Data to process ▸
┌────────

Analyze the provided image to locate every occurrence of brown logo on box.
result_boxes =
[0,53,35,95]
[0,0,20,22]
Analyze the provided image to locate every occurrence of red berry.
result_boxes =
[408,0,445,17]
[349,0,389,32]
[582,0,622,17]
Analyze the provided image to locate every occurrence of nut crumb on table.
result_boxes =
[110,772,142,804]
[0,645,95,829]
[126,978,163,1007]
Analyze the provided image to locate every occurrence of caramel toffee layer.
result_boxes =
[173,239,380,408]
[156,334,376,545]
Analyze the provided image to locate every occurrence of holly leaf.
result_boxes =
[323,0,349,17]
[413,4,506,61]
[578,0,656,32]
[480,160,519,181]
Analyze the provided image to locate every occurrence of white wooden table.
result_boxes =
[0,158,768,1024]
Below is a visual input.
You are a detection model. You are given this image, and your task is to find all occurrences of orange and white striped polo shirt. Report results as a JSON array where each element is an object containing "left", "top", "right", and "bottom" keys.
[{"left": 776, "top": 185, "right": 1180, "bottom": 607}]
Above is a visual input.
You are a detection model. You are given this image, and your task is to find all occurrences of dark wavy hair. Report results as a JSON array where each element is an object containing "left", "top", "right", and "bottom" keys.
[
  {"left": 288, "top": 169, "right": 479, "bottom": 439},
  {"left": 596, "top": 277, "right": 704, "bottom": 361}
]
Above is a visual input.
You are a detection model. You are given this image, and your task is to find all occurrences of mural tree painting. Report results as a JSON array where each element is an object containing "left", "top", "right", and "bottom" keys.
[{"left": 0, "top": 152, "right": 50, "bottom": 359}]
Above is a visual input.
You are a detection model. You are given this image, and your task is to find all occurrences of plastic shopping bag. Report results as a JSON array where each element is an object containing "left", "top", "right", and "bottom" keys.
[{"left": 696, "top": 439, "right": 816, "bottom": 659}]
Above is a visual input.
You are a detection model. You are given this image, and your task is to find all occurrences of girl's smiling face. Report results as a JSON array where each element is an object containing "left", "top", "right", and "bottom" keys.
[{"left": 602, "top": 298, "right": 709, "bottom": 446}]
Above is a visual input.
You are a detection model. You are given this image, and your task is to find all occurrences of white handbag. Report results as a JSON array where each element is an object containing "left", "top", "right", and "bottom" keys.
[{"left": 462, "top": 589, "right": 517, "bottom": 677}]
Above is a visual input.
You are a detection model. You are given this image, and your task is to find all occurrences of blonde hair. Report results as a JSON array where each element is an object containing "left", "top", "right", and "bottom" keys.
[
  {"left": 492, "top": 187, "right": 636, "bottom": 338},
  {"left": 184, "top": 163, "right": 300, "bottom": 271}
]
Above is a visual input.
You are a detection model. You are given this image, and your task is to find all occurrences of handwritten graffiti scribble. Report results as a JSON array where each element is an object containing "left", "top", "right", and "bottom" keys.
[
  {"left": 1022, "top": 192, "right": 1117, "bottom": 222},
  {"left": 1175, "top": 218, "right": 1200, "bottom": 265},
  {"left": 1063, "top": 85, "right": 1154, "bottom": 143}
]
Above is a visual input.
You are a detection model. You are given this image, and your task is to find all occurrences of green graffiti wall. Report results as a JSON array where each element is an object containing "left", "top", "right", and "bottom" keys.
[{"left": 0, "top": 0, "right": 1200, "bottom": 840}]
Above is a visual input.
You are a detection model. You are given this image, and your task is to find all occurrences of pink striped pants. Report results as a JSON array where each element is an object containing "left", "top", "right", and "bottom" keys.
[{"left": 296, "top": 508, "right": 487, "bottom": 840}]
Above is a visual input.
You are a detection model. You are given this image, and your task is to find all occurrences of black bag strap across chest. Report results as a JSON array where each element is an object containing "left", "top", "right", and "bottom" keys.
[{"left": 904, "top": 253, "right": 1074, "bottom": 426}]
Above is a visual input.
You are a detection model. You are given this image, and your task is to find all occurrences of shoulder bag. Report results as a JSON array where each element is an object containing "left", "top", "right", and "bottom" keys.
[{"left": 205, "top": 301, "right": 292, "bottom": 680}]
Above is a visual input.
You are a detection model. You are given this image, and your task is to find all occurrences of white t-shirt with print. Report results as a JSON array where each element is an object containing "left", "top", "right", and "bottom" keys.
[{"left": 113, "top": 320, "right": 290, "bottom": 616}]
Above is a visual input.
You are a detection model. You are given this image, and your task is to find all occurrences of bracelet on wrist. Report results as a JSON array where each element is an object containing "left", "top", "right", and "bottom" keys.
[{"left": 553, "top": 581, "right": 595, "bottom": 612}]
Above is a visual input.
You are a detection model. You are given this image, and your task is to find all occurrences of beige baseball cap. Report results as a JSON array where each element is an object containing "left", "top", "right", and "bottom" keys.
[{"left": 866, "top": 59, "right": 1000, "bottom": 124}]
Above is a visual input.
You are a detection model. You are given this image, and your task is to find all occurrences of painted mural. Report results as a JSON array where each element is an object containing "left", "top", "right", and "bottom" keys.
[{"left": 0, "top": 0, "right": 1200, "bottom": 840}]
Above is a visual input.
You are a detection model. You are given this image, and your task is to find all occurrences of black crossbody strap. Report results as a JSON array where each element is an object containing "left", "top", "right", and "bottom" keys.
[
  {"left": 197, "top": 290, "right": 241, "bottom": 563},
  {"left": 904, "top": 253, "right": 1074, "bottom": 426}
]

└────────

What the exercise asks ▸ Recast the material above as a numbered list, from its first line through the line that contains "[582,0,622,17]", skipping any blank lines.

Complete answer ▸
1. Analyze the provided image to locate every occurrence of brown logo on box.
2. result_boxes =
3. [0,53,35,95]
4. [0,0,20,22]
5. Analyze the provided image to locate every occurrence of red berry.
6. result_boxes =
7. [408,0,445,17]
8. [349,0,389,32]
9. [582,0,622,17]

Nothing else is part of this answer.